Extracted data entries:
** BEGIN **

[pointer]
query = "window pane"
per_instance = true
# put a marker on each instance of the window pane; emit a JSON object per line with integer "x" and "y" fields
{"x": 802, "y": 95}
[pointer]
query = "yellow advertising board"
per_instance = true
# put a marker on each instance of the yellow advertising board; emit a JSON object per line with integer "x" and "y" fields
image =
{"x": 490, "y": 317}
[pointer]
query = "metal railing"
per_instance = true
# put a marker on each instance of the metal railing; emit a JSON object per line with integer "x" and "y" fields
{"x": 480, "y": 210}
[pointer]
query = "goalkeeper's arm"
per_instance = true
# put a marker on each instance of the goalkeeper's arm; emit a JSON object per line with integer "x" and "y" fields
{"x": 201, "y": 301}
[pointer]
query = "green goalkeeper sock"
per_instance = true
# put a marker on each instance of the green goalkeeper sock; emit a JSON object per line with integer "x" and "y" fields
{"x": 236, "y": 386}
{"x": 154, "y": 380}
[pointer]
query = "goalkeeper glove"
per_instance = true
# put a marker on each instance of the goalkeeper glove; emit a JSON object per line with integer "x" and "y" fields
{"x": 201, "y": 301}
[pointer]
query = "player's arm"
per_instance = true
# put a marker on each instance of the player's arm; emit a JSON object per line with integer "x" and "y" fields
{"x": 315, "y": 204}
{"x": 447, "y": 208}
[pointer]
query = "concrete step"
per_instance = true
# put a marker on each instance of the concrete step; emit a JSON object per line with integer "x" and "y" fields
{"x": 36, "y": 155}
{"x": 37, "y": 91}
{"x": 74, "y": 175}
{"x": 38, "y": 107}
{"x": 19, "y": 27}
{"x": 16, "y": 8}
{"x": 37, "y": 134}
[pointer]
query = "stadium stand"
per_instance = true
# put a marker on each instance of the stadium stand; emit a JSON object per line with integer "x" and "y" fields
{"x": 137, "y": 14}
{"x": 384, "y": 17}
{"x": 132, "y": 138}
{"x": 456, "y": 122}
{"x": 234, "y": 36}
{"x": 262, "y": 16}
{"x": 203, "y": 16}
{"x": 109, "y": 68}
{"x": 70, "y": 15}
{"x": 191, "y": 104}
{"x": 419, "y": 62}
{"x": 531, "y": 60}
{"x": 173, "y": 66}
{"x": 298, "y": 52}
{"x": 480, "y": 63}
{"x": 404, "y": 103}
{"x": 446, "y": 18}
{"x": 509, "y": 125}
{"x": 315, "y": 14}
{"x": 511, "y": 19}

** END **

*STATED EXERCISE*.
Output the listing above word for word.

*ANSWER TO THE PROBLEM*.
[pointer]
query = "window pane"
per_instance = true
# put a marker on each instance of the window pane; emit a JSON object per line with integer "x" and "y" fields
{"x": 802, "y": 95}
[pointer]
query = "yellow advertising board"
per_instance = true
# put a marker on each instance of the yellow advertising board; emit a JSON object per line with integer "x" and "y" fields
image =
{"x": 490, "y": 317}
[pointer]
query = "metal railing"
per_instance = true
# put a marker on each instance of the metal railing; emit a JSON object per line with integer "x" and "y" fields
{"x": 480, "y": 210}
[pointer]
query = "goalkeeper's arm"
per_instance = true
# put a marker on each instance of the goalkeeper's arm; emit a JSON object per line with integer "x" and "y" fields
{"x": 201, "y": 301}
[pointer]
query = "green goalkeeper sock"
per_instance = true
# put a marker on each instance of the green goalkeeper sock; emit a JSON object per line with integer "x" and "y" fields
{"x": 236, "y": 386}
{"x": 154, "y": 380}
[pointer]
query = "goalkeeper glove"
per_instance = true
# put a marker on each instance of the goalkeeper glove; emit a JSON object per line with integer "x" and "y" fields
{"x": 201, "y": 301}
[pointer]
query = "player's arm"
per_instance = true
# put a marker on each instance of the player's arm; emit a JSON object per line with integer "x" and "y" fields
{"x": 315, "y": 204}
{"x": 447, "y": 208}
[pointer]
query = "concrete step"
per_instance = true
# put a marker on each instance of the concrete step; emit a JSON object per line with integer "x" and "y" fields
{"x": 36, "y": 155}
{"x": 37, "y": 91}
{"x": 74, "y": 175}
{"x": 38, "y": 107}
{"x": 19, "y": 27}
{"x": 16, "y": 8}
{"x": 37, "y": 134}
[pointer]
query = "stadium stand"
per_instance = true
# put a marker on each instance of the stadium stand; emit a JSON object per line with integer "x" and "y" fields
{"x": 137, "y": 14}
{"x": 384, "y": 17}
{"x": 132, "y": 138}
{"x": 456, "y": 122}
{"x": 234, "y": 36}
{"x": 262, "y": 16}
{"x": 203, "y": 16}
{"x": 109, "y": 68}
{"x": 70, "y": 15}
{"x": 191, "y": 104}
{"x": 419, "y": 62}
{"x": 531, "y": 60}
{"x": 173, "y": 66}
{"x": 298, "y": 52}
{"x": 480, "y": 63}
{"x": 404, "y": 103}
{"x": 446, "y": 18}
{"x": 509, "y": 125}
{"x": 315, "y": 14}
{"x": 511, "y": 19}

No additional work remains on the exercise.